TASK TO COMPLETE.
Locate each line of the listing below in which the word "decorative" appears, treating uppercase and lowercase letters as distinct. Copy every such line in full.

SUPPLIED MATERIAL.
[start]

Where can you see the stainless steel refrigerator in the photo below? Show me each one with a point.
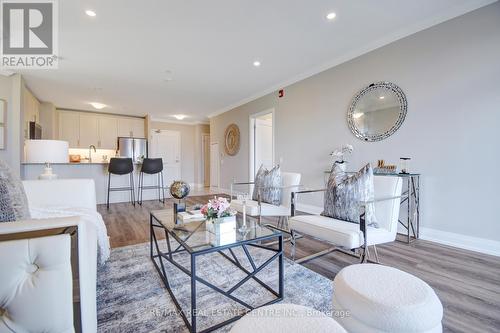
(135, 148)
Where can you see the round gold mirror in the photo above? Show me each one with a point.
(377, 111)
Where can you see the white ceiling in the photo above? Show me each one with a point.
(209, 48)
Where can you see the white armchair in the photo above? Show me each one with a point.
(48, 266)
(290, 183)
(348, 237)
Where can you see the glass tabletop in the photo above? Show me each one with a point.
(198, 234)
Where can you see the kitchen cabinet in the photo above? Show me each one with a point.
(131, 127)
(89, 130)
(108, 132)
(82, 129)
(69, 128)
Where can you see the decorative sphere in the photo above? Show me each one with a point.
(179, 189)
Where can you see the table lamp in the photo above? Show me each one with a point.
(47, 151)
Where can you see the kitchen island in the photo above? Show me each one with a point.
(99, 172)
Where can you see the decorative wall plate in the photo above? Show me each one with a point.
(232, 140)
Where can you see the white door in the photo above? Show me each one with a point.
(214, 165)
(206, 160)
(167, 145)
(263, 143)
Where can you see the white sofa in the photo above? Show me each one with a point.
(290, 183)
(35, 287)
(351, 236)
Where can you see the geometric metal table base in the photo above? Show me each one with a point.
(158, 257)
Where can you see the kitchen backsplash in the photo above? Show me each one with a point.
(97, 156)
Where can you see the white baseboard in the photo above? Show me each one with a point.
(476, 244)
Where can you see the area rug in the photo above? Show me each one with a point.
(132, 298)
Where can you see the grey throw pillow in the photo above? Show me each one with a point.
(344, 193)
(13, 200)
(269, 184)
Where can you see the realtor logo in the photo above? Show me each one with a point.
(29, 34)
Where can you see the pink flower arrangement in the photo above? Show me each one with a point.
(217, 208)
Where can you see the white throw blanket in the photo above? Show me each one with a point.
(91, 219)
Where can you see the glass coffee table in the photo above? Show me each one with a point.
(202, 237)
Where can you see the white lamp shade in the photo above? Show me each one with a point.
(46, 151)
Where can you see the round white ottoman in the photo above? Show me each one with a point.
(286, 318)
(384, 299)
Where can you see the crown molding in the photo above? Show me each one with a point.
(179, 122)
(408, 31)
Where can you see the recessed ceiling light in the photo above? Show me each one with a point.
(97, 105)
(331, 16)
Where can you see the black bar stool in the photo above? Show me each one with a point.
(152, 166)
(121, 166)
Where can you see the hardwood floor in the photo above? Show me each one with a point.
(468, 283)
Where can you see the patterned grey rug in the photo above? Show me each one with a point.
(132, 298)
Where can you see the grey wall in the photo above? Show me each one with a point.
(10, 91)
(451, 76)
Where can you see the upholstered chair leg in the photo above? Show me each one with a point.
(376, 254)
(293, 241)
(364, 256)
(109, 185)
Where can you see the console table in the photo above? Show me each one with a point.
(409, 203)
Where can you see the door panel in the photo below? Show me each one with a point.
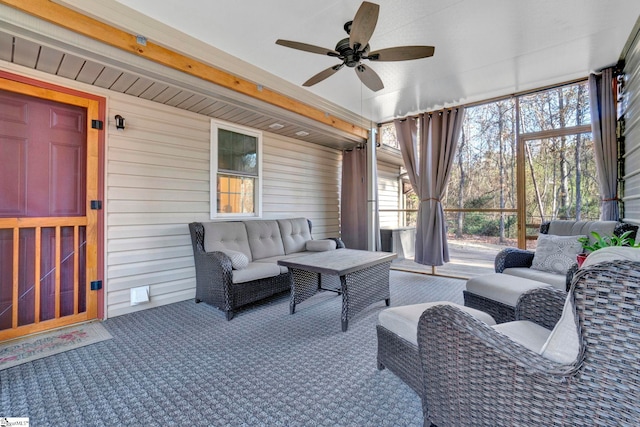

[end]

RESULT OF THE TASK.
Where can you see the decorative sphere in the photo above? Show me each one with a point.
Where can you see the decorative wall plate in the photo above? Show me each one with a point.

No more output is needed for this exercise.